* Start Provided text *

MER Commander's Commentary - November 2015
I often use this commentary to share information from around the region and recognize members who are doing great things. After a year of writing these, I was bound to mess up the details on someone. So, just like the New York Times, I have to make a correction to a "story.” I incorrectly reported the squadron that the Buslinger family are members of: they are in the Danville Composite Squadron of the Virginia Wing.
October’s major story was Hurricane Joaquin, which formed in the Atlantic and was forecast to strike the east coast. Fortunately, for most of us, a low pressure "Nor'easter" collided with Joaquin pushing the storm out to sea. Unfortunately for South Carolina, this storm dumped 21-27 inches of rain over a five-day period causing catastrophic flooding across the state. Your Civil Air Patrol was on the front lines throughout the storm, providing planning support before the storm hit, followed by operational support as soon as we could safely launch aircraft.

* End Provided text *
* Start Dataset excerpts *

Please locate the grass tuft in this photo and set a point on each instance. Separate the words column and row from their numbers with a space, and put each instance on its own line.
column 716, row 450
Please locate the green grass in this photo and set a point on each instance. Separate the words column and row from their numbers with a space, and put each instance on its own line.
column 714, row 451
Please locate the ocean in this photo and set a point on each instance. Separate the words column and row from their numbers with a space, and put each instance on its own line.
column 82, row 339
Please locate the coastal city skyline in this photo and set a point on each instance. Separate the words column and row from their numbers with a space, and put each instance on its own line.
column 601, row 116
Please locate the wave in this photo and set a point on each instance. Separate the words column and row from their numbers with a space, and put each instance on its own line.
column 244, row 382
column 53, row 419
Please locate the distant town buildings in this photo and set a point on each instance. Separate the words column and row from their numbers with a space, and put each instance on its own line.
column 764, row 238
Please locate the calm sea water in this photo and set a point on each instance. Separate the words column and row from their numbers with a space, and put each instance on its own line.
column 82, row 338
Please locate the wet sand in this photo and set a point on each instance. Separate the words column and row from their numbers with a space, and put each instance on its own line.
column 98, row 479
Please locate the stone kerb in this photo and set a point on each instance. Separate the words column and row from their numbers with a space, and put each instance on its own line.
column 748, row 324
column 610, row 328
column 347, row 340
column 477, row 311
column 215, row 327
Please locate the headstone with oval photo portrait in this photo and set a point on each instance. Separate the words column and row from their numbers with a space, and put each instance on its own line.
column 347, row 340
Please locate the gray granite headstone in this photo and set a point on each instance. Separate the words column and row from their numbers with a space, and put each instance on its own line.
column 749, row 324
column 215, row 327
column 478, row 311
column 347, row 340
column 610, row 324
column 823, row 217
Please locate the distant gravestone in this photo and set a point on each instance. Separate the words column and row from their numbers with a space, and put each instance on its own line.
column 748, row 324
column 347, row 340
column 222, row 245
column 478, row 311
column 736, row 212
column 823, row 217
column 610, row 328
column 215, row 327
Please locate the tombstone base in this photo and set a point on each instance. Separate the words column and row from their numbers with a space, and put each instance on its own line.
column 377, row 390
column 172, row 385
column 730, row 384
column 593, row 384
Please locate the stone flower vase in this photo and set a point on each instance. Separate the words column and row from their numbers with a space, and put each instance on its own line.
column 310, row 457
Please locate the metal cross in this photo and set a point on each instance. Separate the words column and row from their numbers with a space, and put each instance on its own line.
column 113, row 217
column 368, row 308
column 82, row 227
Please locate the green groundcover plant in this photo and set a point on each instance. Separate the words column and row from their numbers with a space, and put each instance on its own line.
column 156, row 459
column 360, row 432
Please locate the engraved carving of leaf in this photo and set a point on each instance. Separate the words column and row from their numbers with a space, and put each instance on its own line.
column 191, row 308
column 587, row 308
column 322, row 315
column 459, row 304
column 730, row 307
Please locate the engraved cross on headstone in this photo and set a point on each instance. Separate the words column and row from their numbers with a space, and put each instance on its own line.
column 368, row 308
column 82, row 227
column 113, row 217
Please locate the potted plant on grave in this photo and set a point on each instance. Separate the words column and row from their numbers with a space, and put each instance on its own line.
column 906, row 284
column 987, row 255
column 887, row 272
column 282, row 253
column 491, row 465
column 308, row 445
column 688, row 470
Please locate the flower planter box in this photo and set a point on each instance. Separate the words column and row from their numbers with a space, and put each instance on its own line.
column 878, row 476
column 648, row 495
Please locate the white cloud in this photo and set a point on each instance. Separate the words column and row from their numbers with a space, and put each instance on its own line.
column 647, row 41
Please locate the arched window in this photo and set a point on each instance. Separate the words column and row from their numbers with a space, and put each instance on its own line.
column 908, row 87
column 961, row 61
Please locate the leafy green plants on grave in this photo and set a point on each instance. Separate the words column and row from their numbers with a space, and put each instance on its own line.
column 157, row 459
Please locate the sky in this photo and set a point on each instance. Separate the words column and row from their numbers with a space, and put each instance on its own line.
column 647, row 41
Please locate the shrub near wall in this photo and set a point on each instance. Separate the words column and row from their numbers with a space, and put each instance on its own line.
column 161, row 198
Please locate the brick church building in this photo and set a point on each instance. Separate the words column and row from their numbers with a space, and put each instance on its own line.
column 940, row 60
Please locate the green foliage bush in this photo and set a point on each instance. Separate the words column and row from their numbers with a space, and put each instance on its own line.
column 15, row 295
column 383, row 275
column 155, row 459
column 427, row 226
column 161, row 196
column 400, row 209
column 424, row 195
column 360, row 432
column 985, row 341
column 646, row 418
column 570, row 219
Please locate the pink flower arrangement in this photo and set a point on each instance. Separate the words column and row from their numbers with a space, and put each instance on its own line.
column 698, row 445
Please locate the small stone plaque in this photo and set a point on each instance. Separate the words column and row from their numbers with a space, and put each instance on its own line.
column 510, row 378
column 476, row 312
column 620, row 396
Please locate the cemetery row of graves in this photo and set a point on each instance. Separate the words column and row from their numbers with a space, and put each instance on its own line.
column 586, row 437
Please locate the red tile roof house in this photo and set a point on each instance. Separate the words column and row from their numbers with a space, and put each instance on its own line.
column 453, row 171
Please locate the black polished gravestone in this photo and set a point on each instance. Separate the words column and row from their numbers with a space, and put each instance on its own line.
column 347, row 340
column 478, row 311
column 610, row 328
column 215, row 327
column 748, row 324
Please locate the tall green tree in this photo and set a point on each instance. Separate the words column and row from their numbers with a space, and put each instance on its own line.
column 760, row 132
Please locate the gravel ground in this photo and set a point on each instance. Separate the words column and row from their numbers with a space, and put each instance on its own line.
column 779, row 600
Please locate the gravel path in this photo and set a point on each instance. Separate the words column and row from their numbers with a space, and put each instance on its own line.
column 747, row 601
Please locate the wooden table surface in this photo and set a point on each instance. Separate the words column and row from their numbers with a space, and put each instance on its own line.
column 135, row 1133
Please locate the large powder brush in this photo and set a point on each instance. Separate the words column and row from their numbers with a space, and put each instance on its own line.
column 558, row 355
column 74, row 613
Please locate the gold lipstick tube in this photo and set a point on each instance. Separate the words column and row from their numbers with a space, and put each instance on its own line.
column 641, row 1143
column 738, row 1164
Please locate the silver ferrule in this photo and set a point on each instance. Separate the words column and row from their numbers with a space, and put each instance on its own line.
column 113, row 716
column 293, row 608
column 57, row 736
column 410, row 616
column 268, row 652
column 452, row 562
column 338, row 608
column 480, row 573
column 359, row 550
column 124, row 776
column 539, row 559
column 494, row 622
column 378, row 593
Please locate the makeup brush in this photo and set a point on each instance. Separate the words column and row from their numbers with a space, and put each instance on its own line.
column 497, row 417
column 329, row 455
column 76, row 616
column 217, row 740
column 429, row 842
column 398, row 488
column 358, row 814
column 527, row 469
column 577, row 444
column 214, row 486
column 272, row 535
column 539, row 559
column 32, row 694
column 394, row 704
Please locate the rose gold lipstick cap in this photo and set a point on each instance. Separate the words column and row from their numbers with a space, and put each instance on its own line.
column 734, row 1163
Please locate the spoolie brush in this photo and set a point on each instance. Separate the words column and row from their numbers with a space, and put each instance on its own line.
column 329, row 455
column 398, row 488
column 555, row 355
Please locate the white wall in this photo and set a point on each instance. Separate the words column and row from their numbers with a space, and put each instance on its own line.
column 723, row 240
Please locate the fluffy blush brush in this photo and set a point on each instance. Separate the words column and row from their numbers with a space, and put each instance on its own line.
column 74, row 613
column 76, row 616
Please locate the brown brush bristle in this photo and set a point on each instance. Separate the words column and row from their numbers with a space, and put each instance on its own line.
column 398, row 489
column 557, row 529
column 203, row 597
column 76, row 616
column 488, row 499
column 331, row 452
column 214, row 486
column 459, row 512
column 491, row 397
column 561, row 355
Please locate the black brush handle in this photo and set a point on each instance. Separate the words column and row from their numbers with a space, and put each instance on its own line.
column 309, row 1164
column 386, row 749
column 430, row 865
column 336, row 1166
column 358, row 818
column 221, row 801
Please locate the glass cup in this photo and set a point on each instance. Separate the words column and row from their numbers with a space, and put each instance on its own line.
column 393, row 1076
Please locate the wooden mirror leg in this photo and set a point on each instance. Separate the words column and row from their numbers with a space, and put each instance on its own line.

* End Dataset excerpts *

→ **Task instructions**
a – Answer these questions about the November 2015 commentary:
(i) Which squadron are the Buslinger family members of?
(ii) How much rain fell on South Carolina, and over what period?
(iii) What collided with Joaquin and pushed the storm out to sea?
b – Rename "Buslinger" to "Whitfield" in the November 2015 commentary, and write out the passage starting at "MER Commander's Commentary" and ending at "the Virginia Wing.".
The items from the data source are separate material and not part of the commentary.

→ **Responses per task**
a –
(i) The Danville Composite Squadron of the Virginia Wing.
(ii) 21-27 inches of rain over a five-day period.
(iii) A low pressure "Nor'easter."

b –
MER Commander's Commentary - November 2015
I often use this commentary to share information from around the region and recognize members who are doing great things. After a year of writing these, I was bound to mess up the details on someone. So, just like the New York Times, I have to make a correction to a "story.” I incorrectly reported the squadron that the Whitfield family are members of: they are in the Danville Composite Squadron of the Virginia Wing.